◆ GOAL
In the article on new analytics roles below, which company coined the title "Analytics Translator"?

◆ EXTRACT TO READ
New roles of Analytics — The Data Product Owner & Analytics Translator

Julien Kervizic
May 1 · 5 min read
Photo by Markus Spiske on Unsplash

Two new roles have emerged in the world of data in the past few years, roles that are providing a softer touch in a world of technical data. These roles are aimed to fill a clear gap, in a function where juniors are plenty and senior few and bring product and project leadership in a world constrained by the lack of analytical leadership talent.

Data-Science Product Owner

The role was created by companies like Booking.com, heavily involved in Agile and employing over 200 data-scientists. Nowadays the role can be found in companies hiring only a couple of data-scientists.

Ignoring the ill-fit that data-science has with Agile (where the Product Owner title comes from), there are preconditions and draw backs to having data-science specific product owners.

Overall the company and team needs to have a certain technical orientation and composition, critical size and focus to make efficient use of a data product owner.

Technical Orientation: In a similar vein that some companies have TPMs, Technical product managers, to cope with the degree of technicality of the role, data-science product owners should have a technical background and preferably this should be within the field of data-sciences, booking.com notably used to hire ex-data-scientists for this role. Product Owners are meant to set the strategic vision, roadmap and prioritize the feature for development, this is not possible in a data-science team without a deep understanding of data-sciences, its constraints, how to setup a MVP and being able to differentiate what can add value and what would likely bring minimal improvement.

Team composition: Some of the issues that often happen with data-science teams staffed with a product owner is that of team composition. It is very unusual for instance, to have a data-scientist put model into production by itself. They tend to leverage the expertise of Data Engineers, and often of Backend Software Engineers for that purpose. In the team composition, it is also worth making the distinction between what people often call type “A” (A for Analysis) and type “B” (B for Build) data-scientists. The distinction is worth considering as the work of a type “A” data-scientists would be ported with more difficulty to production and might need additional engineering support.

Critical size: In order for it to make sense to have a dedicated product owner for a data-science team, there needs to be a critical mass of data-scientist in your organization, that can be lead through a single vision. For this to apply, you need to have enough data-scientists focused on a single product area.

Team Focus: One of the issues having product owner focused purely on data-science, is the focus that it can give to the team. Most often than not a data-science problem is more easily solved by changing the different business or product processes in order to provide more signal in the data. Having products teams purely focused on data-scientists can hinder their output by limiting their scope.

Analytics Translator

Back in early 2018, McKinsey noticing a gap in the market, coined the title of “Analytics Translator”. They described the role as required deep domain knowledge, to help better prioritize business opportunities.

There is definitely parallels and overlap in the role of an analytics translator and a data(-science) product owner, notably around setting up the teams’ prioritization, providing domain knowledge and being an interface between the data-science/development team and the business.

  • Prioritization: Both the analytics translator role and the product owner role help prioritize the work carried out by the different members of the team.

◆ SOURCE EXCERPT
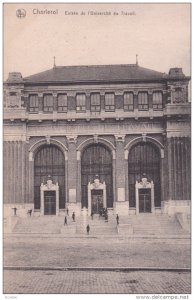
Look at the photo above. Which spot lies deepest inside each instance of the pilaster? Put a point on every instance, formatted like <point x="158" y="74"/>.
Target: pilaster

◆ ANSWER TO THE PROBLEM
McKinsey coined it, in early 2018.